| Texto |

§ §

“Hancock estreita as fronteiras entre o hard bop, encontrando brilhantemente um sugestivo equilíbrio entre o bop tradicional,
injetando-lhe grooves do soul,
e experimental, jazz pós-modal.”
Stephen Thomas Erlewine,
crítico musical e biógrafo
O jazz
já era o maior gênero musical norte-americano desde os anos 20, mas
é inegável que as décadas de 50 e 60 foram memoráveis para sua
história. A cada ano, vários artistas – muitos em seu auge;
alguns, iniciando; outros, veteranos em plena forma – lançavam um
ou mais álbuns impecáveis e inovadores, considerados fundamentais
até hoje, fosse pela Impulse!, Blue Note, ECM, Atlantic, Columbia, Verve e outros selos. Destes, a passagem de 1963 para 1964 talvez
seja a que reúna o crème de la creme pós-Segunda Guerra.
Provavelmente, iguale-se apenas ao revolucionário ano de 1959, que
presenteou o mundo com as inovações modais de "Kind of Blue",
do Miles Davis, com o libelo free jazz de “The Shape of Jazz
to Come”, do Ornette Coleman, e o petardo hard-bop “Giant
Steps”, do John Coltrane. Se nem tanto em transformação do
estilo, o quinto ano da década de 60 não fica para trás em
qualidade e importância. Gravaram-se, durante seus 365 dias, por
exemplo, joias como "Night Dreamer", do Wayne Shorter, "Matador",
do Grant Green” (ambos já resenhados aqui nos ÁLBUNS FUNDAMENTAIS), “Out to Lunch”, do Eric Dolphy, e “Witches and Devils”, do Albert Ayler. Todos completando expressivos 50 anos em
2014.
Um dos
mais felizes desses cinquentões foi registrado a 17 dias do mês de
junho daquele fatídico ano para o jazz. Foi quando, pela Blue Note,
um dos maiores mestres da música moderna entrou nos estúdios Van Gelder, em New Jersey, com um timaço que tinha Freddie Hubbard, no
trompete, corneta e flugelhorn,
Ron Carter, no baixo, e Tony Williams, na bateria. Aquele dia
marcaria a sessão de gravação de mais uma obra-prima do jazz:
“Empyrean Isles”, do pianista, compositor e arranjador Herbie Hancock. Um dos mais versáteis, influentes, celebrados e até
controversos ícones da música mundial, Hancock, aos 64 anos de vida
e mais de 50 de carreira, já foi do be-bop ao break,
passando pelo afro-jazz, fusion, funk, modal, clássico e
outros gêneros, seja pilotando o piano ou o sintetizador. E sempre
com a maior integridade, sem perder seu fraseado característico e a
complexidade harmônica inspirada em músicos de diversas vertentes
como Bill Evans, Miles Davis, James Brown, George Gershwin, Tom Jobim e Sergei Rachmaninoff. Como seus mestres, serve de referência não
só para a geração do jazz que lhe sucedera mas, igualmente, a
músicos de outros estilos como Joni Mitchell, Jeff Beck, Stevie Wonder, Brian Jackson, Dom Salvador, Ike White, Marcos Valle, Public Enemy, entre centenas de outros.

§ §

Entradas de rotulagem da posição de objetos
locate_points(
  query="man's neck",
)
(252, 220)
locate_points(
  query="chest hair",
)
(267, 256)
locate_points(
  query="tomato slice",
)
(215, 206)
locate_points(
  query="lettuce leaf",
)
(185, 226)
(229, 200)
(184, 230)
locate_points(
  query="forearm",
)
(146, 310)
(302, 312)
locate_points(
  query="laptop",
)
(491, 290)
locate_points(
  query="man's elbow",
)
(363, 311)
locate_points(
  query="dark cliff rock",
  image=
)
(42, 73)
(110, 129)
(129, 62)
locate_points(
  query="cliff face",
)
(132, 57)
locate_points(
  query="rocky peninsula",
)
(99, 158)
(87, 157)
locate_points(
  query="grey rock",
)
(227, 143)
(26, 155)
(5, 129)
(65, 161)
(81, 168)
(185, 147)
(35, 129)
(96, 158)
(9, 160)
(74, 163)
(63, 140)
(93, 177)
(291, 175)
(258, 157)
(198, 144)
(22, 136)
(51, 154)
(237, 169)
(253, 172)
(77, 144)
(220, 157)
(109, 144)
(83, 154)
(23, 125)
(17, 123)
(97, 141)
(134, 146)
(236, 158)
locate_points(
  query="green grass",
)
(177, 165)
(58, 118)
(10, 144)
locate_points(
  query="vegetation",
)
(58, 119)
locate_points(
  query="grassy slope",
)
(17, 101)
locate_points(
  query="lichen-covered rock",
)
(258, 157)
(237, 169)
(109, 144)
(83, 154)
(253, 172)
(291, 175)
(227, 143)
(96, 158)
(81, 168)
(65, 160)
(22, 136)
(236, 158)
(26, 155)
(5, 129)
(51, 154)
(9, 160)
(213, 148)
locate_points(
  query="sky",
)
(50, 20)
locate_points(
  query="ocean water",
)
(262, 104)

§ §

Escreva a continuação do texto sobre “Empyrean Isles”, de Herbie Hancock, começando logo após a última frase apresentada.

| Resposta da tarefa |
Quinto
disco solo do músico, “Empyrean Isles” é o exemplo máximo do
hard-bop hancockiano e cuja influência e profusão através
dos tempos é das mais fortes de sua trajetória ainda em plena
atividade. A começar por dois monumentos do jazz moderno: "One
Finger Snap" e "Oliloqui Valley". A primeira, ritmada
e pulsante, começa com Hubbard arrebentando na corneta sobre uma
base swingada de Williams, que, com as baquetas, conjuga com
equilíbrio caixa, chipô e prato de ataque. Mas, como o próprio
título sugere, a preciosidade está nos dedos de Hancock. Como diria
Ed Motta, “a mão esquerda mais inteligente do mundo”. Um show de
agilidade e engenhosidade de improviso. La no fim, quando se pensa
que tocaram o chorus derradeiro, Tony Williams ainda apresenta
um arrasador solo para, daí sim, desfecharem. Uau!
Já
"Oliloqui...” quem começa incrivelmente é Carter, com seu
toque trasteado inconfundível. Mais cadenciada e bluesy,
nesta é o pianista quem inicia os trabalhos de improvisação,
novamente (e como sempre!) com a mais alta qualidade que se pode
esperar. Um fraseado limpo, cristalino, soul mas erudito ao
mesmo tempo. Hubbard, por sua vez, também não deixa por menos, com
um solo de emoção crescente que concilia lirismo e agilidade. O
mestre Carter, que havia iniciado tão marcantemente a faixa com sua
assinatura sonora, tem a chance de desenvolvê-la ainda mais. É tão
bonito e impactante que o restante da banda para que ele toque,
voltando, em seguida, todo o conjunto ao riff inicial. Mais um
solo de trompete, atilado e curto, para terminar o número em
desce-som.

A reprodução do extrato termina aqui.